Given instruction: Return the data below line for line, without any changes, and omit the pictures.

(Location identification items)
--- start ---
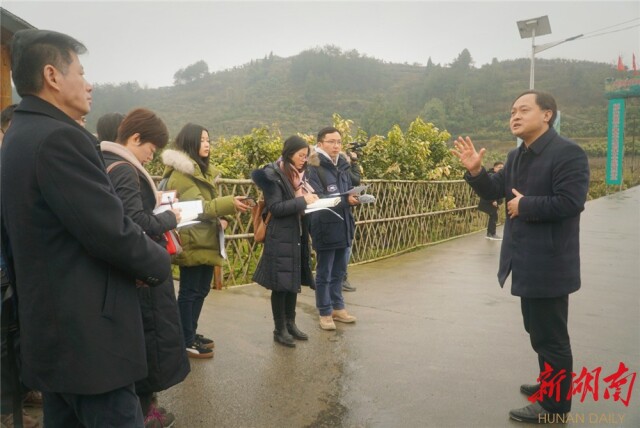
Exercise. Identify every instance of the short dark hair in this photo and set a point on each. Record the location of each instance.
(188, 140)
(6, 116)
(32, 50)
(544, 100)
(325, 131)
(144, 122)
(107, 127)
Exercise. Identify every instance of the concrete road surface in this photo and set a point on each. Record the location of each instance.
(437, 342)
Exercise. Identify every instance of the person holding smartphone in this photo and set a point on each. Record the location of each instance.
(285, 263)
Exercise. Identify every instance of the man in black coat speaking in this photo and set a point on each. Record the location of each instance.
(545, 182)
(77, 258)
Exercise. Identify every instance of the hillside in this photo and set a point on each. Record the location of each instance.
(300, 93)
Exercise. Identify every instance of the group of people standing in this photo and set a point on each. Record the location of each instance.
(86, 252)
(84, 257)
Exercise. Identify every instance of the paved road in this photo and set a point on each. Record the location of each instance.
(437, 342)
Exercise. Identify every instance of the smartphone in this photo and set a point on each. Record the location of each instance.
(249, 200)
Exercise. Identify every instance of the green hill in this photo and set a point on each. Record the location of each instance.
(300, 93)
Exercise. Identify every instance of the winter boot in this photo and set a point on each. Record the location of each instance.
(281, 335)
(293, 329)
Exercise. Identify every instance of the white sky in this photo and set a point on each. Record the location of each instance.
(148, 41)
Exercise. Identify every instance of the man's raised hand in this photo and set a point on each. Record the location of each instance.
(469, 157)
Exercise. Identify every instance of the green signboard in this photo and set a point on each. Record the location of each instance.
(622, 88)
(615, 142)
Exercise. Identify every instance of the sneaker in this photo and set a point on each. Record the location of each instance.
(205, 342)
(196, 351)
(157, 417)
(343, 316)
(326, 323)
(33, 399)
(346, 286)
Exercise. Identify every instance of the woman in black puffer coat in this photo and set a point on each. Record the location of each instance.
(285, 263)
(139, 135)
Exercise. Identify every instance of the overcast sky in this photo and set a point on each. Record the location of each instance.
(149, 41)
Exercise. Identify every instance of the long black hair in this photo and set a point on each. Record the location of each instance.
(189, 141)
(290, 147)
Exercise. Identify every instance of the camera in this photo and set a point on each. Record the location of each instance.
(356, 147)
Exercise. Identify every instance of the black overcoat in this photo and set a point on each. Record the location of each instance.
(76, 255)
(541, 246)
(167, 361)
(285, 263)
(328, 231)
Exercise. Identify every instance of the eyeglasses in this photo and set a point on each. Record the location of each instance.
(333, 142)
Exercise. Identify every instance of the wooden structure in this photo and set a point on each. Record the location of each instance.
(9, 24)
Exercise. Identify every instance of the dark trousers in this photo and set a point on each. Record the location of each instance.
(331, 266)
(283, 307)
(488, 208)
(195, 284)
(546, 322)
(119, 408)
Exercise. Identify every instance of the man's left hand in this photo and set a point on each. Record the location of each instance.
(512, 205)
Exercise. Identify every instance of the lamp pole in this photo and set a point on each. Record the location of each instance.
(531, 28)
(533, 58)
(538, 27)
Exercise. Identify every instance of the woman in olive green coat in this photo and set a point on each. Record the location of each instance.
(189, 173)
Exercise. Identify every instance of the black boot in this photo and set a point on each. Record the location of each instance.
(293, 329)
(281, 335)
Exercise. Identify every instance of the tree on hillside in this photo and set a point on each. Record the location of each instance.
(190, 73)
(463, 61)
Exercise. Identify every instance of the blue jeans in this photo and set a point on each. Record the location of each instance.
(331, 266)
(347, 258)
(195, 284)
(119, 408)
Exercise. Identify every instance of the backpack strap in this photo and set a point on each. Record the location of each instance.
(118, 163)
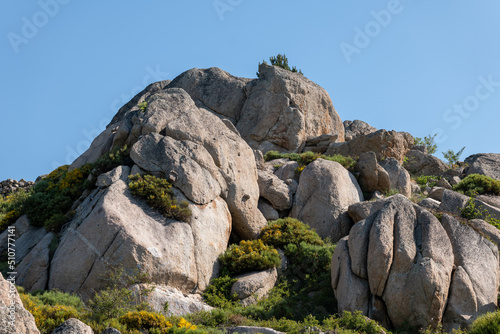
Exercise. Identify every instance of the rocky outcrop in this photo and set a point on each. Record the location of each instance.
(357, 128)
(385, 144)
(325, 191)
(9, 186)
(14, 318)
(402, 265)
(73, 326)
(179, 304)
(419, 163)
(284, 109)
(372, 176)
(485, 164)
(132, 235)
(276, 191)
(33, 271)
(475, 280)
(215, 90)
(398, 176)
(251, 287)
--- end ---
Task answer:
Exercise. Identify every instance of the short dark hair in this photo and set a point on each. Record the location of each instance.
(188, 140)
(6, 116)
(32, 50)
(544, 100)
(325, 131)
(144, 122)
(107, 127)
Exercise. Identify every instance of the concrete road surface in this photo and set a point on each. Record the location of each instance.
(437, 342)
Exercise. Identify every instance of the person holding smartphone in this photo and set a point on each. Record the location of each instance.
(285, 263)
Exercise. Identify every instance of the man in black coat speaking in this photo and set a point on each. Record the location of each instance.
(545, 182)
(77, 258)
Exercise. Identify every instance of the hillside in this photo and set a point on each. Record the location of each instance.
(300, 93)
Exercise. Identify every instance of the group of people standing in this photo and set a point on each. Record the location of each instance.
(86, 252)
(84, 257)
Exercise. Identify every instance of the paved road in this photo and set a point on each. Record the location of each instance.
(437, 342)
Exercise. Identify every instance of the smartphone in this photo and set a point on each. Record the location of each instance.
(249, 200)
Exercise. Identify every instance of the green hill in this photo and set a point on each. Record the location of each instance.
(300, 93)
Exercise. Identify every instance of the winter boot in this photo and set a point on each. Record the location of each instance.
(281, 335)
(293, 329)
Exercise. Identify every instance of the white sky in this photo and set a point on each. Record the location of each instance.
(148, 41)
Exercise. Identify every instance of the man's raised hand in this photo and set a point on each. Record the location of each instance.
(469, 157)
Exercise. Identify every instance of the green signboard in this photo and set a point on each. Record the location of each instance.
(622, 88)
(615, 142)
Exercise. Identify every instance of the sneaker in this photo and set a point on each. Record the location of each instance.
(205, 342)
(196, 351)
(157, 417)
(343, 316)
(326, 323)
(33, 399)
(346, 286)
Exercise. Identify every instance of the woman in black puffer coat in this photo and set a point on each. Record the location of each instance.
(285, 263)
(139, 135)
Exercise. Identify every instance of the overcast sky in this photo and set a point on each. Record the location of each instance.
(149, 41)
Exercise. Identify every instance of the long black hair in this photo and set a point on each. Record the location of each instance.
(189, 141)
(290, 147)
Exercise. Identify every instance of the camera in this photo and set a point on each. Record the location of each instance.
(356, 147)
Exercise. Identify every instance of the black overcoat in this photo and set a point on each. Record the location of each instance.
(76, 255)
(541, 246)
(167, 361)
(285, 263)
(328, 231)
Exercise. Identify every instance of the eyeglasses in this photo and set a point on each. Record the location of each instance.
(333, 142)
Exercise. Identify every instance of the wooden structure in this photo and set a point on each. Record the location of each instance.
(9, 24)
Exercise. Identify every instance of the dark trousers in this photo and set a point on each. Record the location of each instance.
(331, 266)
(283, 307)
(488, 208)
(195, 284)
(546, 322)
(119, 408)
Exercise. Identify every instance of the man's left hand in this photo and set a point on each. Record the location of each instance.
(512, 205)
Exercise. Identify every instance of the lamp pole in this photo and set a point on each. Record the location of each instance.
(531, 28)
(533, 58)
(538, 27)
Exercise. Identify every instance of the woman in olive green coat in this photo and set a point on each. Record the location of each instance.
(189, 173)
Exercise. Identify every instance of the black boot in this photo and set a point on each. Record the location of each instance.
(293, 329)
(281, 335)
Exercise. Identify every instance of the tree on hillside in this photo and set a point on each. Record the location of each instance.
(190, 73)
(463, 61)
Exercise. Identify every instance of the blue jeans in this photo and set a point on each. Record the location of each instance.
(331, 266)
(347, 258)
(195, 284)
(119, 408)
Exercise. Identify every instance of the backpack strap in this photo and set a point on each. Record the location of each instance.
(118, 163)
Exercise. Identify every instance of the rocky outcrop in this photo and set a point on each. Record the location of each instance.
(357, 128)
(385, 144)
(325, 191)
(9, 186)
(14, 318)
(402, 265)
(73, 326)
(179, 304)
(419, 163)
(284, 109)
(372, 176)
(485, 164)
(132, 235)
(276, 191)
(33, 271)
(475, 280)
(215, 90)
(398, 176)
(251, 287)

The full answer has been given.